--- START Exercise input ---

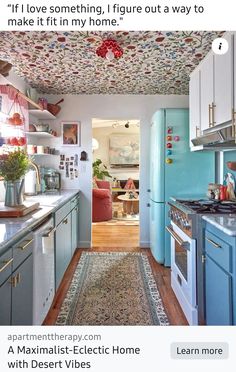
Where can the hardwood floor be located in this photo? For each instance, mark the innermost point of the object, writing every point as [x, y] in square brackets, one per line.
[121, 238]
[115, 236]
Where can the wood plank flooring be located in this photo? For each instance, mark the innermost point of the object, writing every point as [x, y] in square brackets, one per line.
[115, 236]
[125, 239]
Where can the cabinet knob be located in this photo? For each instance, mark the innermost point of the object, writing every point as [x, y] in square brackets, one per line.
[6, 263]
[27, 243]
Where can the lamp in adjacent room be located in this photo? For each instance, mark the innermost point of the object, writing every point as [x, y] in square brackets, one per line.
[95, 144]
[109, 49]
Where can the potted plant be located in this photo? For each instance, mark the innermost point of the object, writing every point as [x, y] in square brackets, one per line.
[13, 167]
[100, 170]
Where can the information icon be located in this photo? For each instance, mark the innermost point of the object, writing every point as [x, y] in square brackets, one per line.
[220, 45]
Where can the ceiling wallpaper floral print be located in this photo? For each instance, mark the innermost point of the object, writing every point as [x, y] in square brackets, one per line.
[66, 62]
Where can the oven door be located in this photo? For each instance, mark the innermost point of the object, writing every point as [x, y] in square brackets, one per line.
[183, 264]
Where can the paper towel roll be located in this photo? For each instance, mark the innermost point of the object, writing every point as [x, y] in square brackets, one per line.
[30, 182]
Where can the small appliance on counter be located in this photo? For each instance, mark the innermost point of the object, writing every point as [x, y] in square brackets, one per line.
[51, 180]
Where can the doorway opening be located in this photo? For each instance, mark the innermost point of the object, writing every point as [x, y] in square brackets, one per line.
[115, 192]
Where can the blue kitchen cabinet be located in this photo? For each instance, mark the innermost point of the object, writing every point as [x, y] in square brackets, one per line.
[5, 287]
[16, 283]
[66, 236]
[220, 277]
[218, 294]
[22, 293]
[74, 229]
[62, 241]
[63, 247]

--- END Exercise input ---

Stated task. Set down again, without any change, every line from the one containing "Where can the doorway" through the final line of the rows, including both of those lines.

Solution for this exercise.
Where can the doorway opening be located in this photo? For each instance, mark the innermost point of the object, writing every point as [x, y] in square brackets, one per line.
[115, 192]
Where can the blue kitchen cabinet be located in this photo? For each instance, mark the innermost point of the object, writing every point as [x, y] in square brackets, one per line.
[5, 287]
[16, 283]
[66, 236]
[220, 277]
[218, 294]
[22, 293]
[74, 229]
[62, 241]
[63, 247]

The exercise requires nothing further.